● **Page extract**:
_ _ _ _ _ _ _

Jay Bentley: Yeah, and I'm still fairly upset about the whole California governor thing. Whatever about Schwarzenegger, but the fact that Gary Coleman could come in fifth just shows where people's brains are at.
And Jello Biafra of the Dead Kennedys did very well when he ran for mayor of San Francisco on the free-beer-and-politicans-must-wear-clown-suits platform. Gotta love that.
Jay Bentley: Yeah --- it's almost like politics are funny or it's a joke, and people take it all lightly, and if they do take it seriously, they only take it seriously enough to be dangerous. They don't look into things enough to the point where, "Hey, I better study this." What it all boiled down to was that people thought that gay terrorists were going to be teaching their children in school, so they voted for Bush.
Hate when that happens.
Jay Bentley: This term is going to be worse --- way worse. We already have a $7 trillion deficit, and Clinton left us with a $200 billion surplus.
Yeah, but now Bad Religion can play in Fallujah because it's safe there now.
Jay Bentley: Yeah, whatever. Another thing that people don't realize because they don't travel outside the United States is that the dollar isn't worth anything anymore. It used to be the U.S. dollar could buy a lot outside America; not anymore. It's like the peso or something now, and no one seems to understand what that means. They have no idea how expensive everything is about to get. You think your ... Japanese computer was cheap? Well pretty soon, it's going to be $7,000.
Hey, aren't you in a band or something and haven't you played in Ventura about a thousand times?
Jay Bentley: Yeah, about a thousand times.
The first time I talked to you, the band knew three chords. What about now?
Jay Bentley: Seven. That's about all of them, and there's even one that has a minor note in it. I don't even know what they call that, but it's kind of a bitchen thing.
Wow, seven. Now you guys are scaring me. What's your take on mosh pit etiquette these days?

_ _ _ _ _ _ _

Referring expression data
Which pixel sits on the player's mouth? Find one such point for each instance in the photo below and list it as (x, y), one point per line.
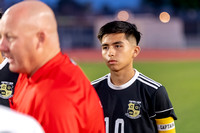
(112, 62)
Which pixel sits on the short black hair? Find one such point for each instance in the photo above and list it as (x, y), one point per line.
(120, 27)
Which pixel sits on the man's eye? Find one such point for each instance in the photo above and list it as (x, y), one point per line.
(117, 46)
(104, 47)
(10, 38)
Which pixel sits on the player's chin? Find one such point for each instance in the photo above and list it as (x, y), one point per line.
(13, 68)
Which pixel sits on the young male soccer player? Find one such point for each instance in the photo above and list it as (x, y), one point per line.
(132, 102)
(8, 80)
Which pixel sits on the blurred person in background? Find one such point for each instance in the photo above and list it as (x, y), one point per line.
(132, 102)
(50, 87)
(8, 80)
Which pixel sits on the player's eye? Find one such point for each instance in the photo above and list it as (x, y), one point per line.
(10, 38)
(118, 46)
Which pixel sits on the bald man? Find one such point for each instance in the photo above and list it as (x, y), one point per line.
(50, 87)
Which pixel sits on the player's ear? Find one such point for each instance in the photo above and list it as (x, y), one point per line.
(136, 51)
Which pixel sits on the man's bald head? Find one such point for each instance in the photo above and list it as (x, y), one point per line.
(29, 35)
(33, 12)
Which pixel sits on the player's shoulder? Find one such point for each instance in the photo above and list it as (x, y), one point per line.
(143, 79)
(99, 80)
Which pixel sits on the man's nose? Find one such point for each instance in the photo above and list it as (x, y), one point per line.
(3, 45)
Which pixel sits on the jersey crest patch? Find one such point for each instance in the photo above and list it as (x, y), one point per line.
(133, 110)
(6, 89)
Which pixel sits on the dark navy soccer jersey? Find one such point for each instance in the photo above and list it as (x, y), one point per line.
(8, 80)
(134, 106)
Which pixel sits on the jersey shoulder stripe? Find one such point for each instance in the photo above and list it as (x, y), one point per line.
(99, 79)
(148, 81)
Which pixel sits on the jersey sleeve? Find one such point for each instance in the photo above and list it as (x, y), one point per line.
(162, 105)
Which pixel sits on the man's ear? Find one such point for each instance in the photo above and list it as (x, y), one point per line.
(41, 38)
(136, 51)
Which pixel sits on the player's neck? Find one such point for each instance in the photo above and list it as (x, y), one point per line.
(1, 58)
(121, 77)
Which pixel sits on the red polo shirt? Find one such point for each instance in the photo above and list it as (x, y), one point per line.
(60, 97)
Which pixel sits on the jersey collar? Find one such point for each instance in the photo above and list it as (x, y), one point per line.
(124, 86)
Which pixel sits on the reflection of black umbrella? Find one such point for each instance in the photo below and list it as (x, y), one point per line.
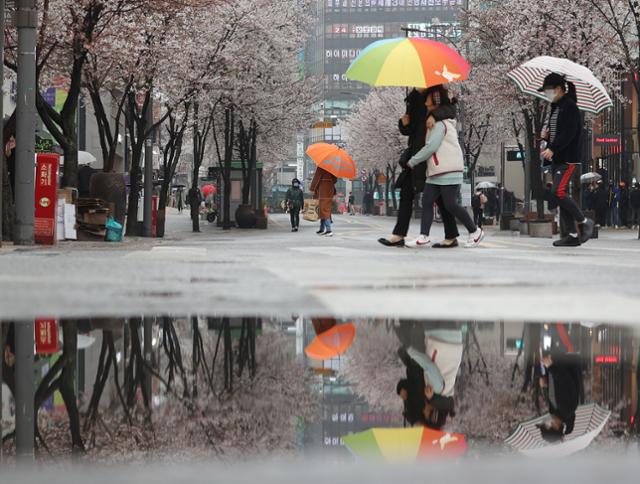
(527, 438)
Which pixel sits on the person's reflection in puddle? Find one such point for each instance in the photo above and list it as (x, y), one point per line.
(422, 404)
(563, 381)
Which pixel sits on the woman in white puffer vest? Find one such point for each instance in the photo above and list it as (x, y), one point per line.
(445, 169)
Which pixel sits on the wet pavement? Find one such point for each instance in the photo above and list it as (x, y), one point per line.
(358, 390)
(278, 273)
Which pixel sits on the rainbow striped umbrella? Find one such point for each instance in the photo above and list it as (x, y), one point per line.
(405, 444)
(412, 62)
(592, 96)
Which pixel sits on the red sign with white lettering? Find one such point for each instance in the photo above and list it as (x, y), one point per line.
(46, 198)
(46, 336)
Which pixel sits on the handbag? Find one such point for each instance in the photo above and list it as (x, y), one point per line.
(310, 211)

_ _ _ _ _ _ _

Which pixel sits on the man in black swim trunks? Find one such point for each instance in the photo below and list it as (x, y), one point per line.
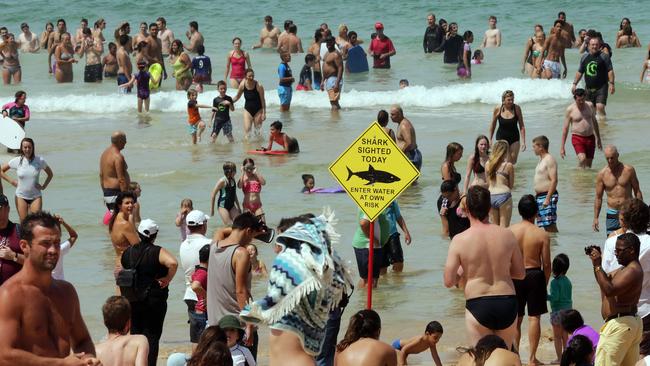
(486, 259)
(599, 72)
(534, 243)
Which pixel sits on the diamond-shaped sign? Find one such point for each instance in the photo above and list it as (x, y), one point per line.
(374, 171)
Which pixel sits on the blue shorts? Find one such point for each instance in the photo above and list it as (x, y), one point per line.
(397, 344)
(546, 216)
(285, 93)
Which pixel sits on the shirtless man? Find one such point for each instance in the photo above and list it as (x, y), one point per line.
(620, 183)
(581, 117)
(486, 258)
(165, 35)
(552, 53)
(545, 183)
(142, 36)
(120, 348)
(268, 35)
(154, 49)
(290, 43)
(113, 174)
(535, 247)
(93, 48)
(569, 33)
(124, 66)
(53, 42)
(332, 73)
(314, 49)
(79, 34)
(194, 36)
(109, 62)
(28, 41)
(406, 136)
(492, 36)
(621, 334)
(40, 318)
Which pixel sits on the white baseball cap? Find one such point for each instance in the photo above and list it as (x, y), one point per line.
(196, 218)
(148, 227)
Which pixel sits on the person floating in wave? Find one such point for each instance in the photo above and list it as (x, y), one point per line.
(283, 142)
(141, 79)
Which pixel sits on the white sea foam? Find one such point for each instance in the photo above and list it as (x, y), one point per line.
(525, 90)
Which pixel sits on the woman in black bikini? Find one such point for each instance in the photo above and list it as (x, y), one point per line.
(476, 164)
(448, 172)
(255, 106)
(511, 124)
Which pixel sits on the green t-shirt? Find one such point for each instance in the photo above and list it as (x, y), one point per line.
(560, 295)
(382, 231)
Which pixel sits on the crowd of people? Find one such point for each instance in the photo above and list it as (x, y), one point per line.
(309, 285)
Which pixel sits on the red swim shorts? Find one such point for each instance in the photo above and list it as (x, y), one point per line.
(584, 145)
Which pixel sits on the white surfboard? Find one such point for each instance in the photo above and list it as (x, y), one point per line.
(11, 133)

_ _ _ _ _ _ _

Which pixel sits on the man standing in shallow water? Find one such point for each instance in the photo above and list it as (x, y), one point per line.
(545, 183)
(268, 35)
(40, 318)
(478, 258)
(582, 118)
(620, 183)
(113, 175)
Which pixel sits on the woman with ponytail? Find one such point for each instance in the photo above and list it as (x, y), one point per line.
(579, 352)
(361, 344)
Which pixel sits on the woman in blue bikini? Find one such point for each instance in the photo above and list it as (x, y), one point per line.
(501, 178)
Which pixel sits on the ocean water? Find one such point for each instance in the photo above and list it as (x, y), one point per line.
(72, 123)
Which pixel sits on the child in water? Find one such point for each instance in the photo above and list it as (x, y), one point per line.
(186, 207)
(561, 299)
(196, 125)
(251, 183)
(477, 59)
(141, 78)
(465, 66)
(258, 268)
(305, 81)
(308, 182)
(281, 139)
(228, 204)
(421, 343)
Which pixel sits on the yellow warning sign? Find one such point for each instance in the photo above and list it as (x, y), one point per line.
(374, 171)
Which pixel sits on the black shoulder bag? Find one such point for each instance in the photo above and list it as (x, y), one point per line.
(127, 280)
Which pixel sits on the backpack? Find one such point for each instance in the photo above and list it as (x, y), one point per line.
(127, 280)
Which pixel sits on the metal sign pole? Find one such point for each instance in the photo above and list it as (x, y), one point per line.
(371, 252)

_ _ _ _ _ _ _

● **Exercise prompt**: In the interview with Jay Bentley, how many chords does Bentley say the band knows now?

● **Finished exercise**: Seven.